Data rows>
□ □ □ □ □

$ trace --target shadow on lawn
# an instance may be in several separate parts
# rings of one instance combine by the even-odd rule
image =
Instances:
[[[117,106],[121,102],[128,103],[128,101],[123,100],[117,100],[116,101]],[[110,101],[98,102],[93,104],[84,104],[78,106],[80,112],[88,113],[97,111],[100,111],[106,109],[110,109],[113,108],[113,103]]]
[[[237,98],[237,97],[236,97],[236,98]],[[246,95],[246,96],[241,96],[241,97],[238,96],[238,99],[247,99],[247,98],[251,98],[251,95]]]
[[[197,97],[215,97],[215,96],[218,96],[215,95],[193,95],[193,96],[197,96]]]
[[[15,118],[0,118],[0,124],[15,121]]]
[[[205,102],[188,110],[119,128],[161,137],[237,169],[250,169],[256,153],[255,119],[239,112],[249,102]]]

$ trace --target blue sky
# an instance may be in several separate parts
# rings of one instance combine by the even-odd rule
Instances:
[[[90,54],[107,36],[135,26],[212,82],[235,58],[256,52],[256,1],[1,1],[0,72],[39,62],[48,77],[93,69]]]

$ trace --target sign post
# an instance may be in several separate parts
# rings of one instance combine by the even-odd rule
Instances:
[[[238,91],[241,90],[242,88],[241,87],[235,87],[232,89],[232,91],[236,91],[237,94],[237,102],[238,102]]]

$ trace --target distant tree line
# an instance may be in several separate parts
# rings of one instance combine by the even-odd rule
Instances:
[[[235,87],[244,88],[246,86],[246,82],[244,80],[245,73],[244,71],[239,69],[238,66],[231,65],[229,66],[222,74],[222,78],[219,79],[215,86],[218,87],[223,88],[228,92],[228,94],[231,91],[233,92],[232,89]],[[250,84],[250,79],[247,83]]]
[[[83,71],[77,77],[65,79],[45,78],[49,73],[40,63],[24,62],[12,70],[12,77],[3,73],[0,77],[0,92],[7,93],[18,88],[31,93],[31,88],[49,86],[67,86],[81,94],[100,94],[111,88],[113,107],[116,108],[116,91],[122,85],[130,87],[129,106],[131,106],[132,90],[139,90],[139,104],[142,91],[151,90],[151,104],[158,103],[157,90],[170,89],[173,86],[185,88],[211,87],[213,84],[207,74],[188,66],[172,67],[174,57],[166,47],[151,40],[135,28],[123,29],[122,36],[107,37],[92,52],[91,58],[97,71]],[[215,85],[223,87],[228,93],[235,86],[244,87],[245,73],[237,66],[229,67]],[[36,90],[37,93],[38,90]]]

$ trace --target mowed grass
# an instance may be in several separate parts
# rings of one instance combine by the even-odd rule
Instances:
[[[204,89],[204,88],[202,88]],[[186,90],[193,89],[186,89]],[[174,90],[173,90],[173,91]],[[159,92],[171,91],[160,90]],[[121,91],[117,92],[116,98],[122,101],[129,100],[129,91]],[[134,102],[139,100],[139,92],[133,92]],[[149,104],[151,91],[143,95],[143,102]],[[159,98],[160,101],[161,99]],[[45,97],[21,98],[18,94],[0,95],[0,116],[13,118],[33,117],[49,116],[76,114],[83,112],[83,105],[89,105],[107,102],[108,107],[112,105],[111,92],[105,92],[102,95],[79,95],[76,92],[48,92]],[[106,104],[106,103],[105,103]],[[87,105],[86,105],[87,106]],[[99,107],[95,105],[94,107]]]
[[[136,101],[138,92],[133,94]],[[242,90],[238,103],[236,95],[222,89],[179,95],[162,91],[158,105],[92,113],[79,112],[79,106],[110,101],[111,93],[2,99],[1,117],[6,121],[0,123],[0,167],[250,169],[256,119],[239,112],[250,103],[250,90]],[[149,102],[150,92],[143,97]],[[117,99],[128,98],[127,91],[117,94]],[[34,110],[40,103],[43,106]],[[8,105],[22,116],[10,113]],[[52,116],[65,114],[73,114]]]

□ □ □ □ □

Copy out everything from the first line of the entries down to the line containing "[[[15,118],[0,118],[0,124],[15,121]]]", both included, with no changes.

Answer to the exercise>
$ trace --target shadow on lawn
# an instance may be in several separate parts
# rings of one instance combine by the even-odd rule
image =
Instances:
[[[117,106],[121,102],[128,103],[128,101],[123,100],[117,100],[116,101]],[[110,101],[98,102],[93,104],[84,104],[78,106],[80,112],[88,113],[97,111],[100,111],[106,109],[110,109],[113,108],[113,103]]]
[[[237,98],[237,97],[236,97],[236,98]],[[246,95],[246,96],[241,96],[241,97],[238,96],[238,99],[247,99],[247,98],[251,98],[251,95]]]
[[[197,97],[215,97],[215,96],[218,96],[215,95],[193,95],[193,96],[197,96]]]
[[[15,118],[0,118],[0,124],[15,121]]]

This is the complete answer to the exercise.